» Tekstfragment
□ □ □ □

|434|

Artikel 123
1. Zij, die de eer en de naam van een dienaar des Woords behouden hebben en die als lid behoren tot een andere gemeente dan die, waaraan zij nog verbonden zijn ten aanzien van hun ambtelijke positie, zijn onderworpen aan het vermaan en de tucht van de kerkeraden der beide gemeenten, die in voorkomende gevallen zich met elkander zullen verstaan om tot een eenparige beslissing te komen.
2. Indien de beide kerkeraden met elkander niet tot overeenstemming kunnen komen, zullen zij de beslissing in handen leggen van de classis, onder welke de gemeente ressorteert, waaraan de dienaar des Woords ten aanzien van zijn ambtelijke positie verbonden is.
3. De maatregel van afzetting zal genomen worden door de in lid 2 bedoelde classis, evenwel niet zonder medewerking en goedvinden van de door haar particuliere synode aangewezen deputaten.
4. Ten aanzien van hen, die de eer en de naam van een dienaar des Woords behouden hebben en geacht moeten worden in dienst van de gezamenlijke kerken te staan, zal de kerkeraad van de gemeente, waartoe zij als lid behoren, zich in voorkomende gevallen wenden tot de classis. Deze zal, na de deputaten onder wier toezicht zij gesteld zijn, te hebben gehoord, het recht hebben de maatregel van schorsing te nemen, evenwel niet zonder medewerking en goedvinden van de door haar particuliere synode aangewezen deputaten. De maatregel van afzetting kan uitsluitend door de generale synode genomen worden.
5. Wanneer zich een geval als in artikel 121 bedoeld voordoet, geldt het aldaar bepaalde eveneens bij toepassing van het in de leden 2, 3 en 4 van dit artikel bepaalde.

 

Vermaan en tucht over personen die het radicaal van predikant hebben behouden

In dit artikel komt ter sprake het vermaan en de tucht over degenen die als dienaar des Woords niet meer in functie zijn, doch die nog wel de eer en de naam van een dienaar des Woords hebben behouden. Dat ook zij onder het vermaan en de tucht van de kerk vallen, behoeft geen nader betoog en vraagt geen nadere voorziening. Dit spreekt vanzelf. Het punt ter zake waarvan echter een nadere regeling niet mag ontbreken, betreft de instanties, die in dat opzicht bevoegdheid bezitten tot optreden en ingrijpen.

□ □ □ □

» Vastgelegde gegevens
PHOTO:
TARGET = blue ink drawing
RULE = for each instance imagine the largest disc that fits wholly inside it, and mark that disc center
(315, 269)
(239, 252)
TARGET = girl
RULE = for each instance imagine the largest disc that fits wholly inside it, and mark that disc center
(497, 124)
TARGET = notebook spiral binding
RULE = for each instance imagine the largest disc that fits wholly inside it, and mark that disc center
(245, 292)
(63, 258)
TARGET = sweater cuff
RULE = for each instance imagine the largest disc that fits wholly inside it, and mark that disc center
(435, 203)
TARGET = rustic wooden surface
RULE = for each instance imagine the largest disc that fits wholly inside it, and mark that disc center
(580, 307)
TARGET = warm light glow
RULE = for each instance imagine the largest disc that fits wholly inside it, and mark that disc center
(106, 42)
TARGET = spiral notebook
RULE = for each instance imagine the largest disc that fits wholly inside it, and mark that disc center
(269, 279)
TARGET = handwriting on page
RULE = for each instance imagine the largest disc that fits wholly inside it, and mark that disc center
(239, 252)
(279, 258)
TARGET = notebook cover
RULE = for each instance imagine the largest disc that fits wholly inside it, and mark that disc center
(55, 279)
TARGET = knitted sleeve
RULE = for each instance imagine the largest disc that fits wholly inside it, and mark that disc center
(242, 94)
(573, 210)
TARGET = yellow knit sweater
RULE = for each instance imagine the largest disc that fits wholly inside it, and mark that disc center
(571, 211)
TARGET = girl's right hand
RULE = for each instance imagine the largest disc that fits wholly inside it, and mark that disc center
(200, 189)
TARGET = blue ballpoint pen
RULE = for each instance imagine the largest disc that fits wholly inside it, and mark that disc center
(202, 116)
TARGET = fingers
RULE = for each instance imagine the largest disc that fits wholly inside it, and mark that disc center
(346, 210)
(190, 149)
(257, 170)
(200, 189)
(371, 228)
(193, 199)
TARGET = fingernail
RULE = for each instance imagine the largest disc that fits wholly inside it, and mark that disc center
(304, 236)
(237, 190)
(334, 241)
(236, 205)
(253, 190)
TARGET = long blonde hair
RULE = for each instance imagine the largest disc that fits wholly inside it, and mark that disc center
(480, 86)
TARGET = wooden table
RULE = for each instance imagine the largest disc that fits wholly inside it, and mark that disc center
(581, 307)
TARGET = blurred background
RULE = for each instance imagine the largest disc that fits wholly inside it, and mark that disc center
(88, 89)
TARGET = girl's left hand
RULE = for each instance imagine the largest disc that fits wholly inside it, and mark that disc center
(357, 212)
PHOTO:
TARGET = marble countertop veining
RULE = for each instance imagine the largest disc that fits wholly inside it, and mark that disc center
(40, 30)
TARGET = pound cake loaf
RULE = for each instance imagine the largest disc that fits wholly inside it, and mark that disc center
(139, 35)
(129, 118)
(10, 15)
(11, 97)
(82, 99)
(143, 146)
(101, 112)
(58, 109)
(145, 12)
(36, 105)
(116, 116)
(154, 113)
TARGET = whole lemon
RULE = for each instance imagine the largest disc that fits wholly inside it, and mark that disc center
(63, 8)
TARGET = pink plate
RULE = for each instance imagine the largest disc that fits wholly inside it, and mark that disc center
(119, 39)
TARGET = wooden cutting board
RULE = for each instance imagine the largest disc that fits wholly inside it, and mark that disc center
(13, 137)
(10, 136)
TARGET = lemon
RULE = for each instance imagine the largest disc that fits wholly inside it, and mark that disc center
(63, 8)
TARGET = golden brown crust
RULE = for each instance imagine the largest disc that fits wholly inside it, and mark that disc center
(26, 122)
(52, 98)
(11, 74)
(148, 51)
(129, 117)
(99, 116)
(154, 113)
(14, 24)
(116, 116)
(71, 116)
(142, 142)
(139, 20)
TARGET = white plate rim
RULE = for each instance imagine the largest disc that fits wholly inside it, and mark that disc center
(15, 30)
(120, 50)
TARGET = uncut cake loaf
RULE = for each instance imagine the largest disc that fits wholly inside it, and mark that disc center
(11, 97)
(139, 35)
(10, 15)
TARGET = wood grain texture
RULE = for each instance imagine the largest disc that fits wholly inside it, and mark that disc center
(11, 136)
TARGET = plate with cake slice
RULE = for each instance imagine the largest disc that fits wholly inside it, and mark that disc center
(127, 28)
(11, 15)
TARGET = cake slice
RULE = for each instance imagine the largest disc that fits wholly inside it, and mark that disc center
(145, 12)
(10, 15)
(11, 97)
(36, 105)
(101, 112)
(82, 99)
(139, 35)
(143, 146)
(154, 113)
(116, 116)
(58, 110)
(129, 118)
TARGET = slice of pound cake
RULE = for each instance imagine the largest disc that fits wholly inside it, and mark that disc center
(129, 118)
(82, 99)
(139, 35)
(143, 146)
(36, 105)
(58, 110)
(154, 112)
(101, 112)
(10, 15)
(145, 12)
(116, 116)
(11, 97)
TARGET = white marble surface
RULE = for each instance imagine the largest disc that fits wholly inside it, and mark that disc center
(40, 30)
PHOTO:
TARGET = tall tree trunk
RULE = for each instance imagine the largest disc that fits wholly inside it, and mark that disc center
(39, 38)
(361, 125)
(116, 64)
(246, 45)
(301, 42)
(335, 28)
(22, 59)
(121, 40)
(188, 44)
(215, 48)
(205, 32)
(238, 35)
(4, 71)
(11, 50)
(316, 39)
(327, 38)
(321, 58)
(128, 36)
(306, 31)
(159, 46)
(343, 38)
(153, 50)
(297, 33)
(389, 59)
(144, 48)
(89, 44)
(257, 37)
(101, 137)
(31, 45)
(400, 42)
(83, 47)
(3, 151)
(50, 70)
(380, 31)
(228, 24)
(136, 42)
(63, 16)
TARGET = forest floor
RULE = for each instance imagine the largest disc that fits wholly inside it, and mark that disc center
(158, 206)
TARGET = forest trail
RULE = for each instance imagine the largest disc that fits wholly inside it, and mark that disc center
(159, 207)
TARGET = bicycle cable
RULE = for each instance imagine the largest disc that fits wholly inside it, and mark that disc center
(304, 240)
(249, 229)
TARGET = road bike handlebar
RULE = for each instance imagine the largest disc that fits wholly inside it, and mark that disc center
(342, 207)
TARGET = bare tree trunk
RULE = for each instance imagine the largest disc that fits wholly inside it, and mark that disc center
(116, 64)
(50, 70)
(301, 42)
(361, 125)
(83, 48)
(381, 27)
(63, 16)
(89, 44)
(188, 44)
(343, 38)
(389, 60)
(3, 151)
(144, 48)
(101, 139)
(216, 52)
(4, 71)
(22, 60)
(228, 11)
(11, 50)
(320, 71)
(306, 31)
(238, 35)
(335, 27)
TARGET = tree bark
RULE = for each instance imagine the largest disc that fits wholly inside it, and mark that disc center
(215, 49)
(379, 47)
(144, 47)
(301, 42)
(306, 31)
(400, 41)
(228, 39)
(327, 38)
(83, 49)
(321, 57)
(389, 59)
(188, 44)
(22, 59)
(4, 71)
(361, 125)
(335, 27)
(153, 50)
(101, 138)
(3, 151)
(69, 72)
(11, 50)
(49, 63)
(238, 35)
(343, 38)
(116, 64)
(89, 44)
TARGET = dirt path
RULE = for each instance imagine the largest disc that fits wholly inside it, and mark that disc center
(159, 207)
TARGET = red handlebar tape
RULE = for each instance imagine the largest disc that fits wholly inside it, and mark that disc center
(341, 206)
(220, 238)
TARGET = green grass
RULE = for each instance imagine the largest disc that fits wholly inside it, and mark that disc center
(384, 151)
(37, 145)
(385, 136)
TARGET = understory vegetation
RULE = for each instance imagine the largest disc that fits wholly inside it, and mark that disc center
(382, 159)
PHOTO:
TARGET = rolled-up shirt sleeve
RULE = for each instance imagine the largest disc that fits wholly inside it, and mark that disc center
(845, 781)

□ □ □ □

» Uw opdracht
Wie kan volgens het tekstfragment over artikel 123 de afzetting opleggen aan hen die de eer en de naam van een dienaar des Woords hebben behouden en geacht moeten worden in dienst van de gezamenlijke kerken te staan? De rijen zijn hierbij niet van belang.

» Uw antwoord
Uitsluitend de generale synode.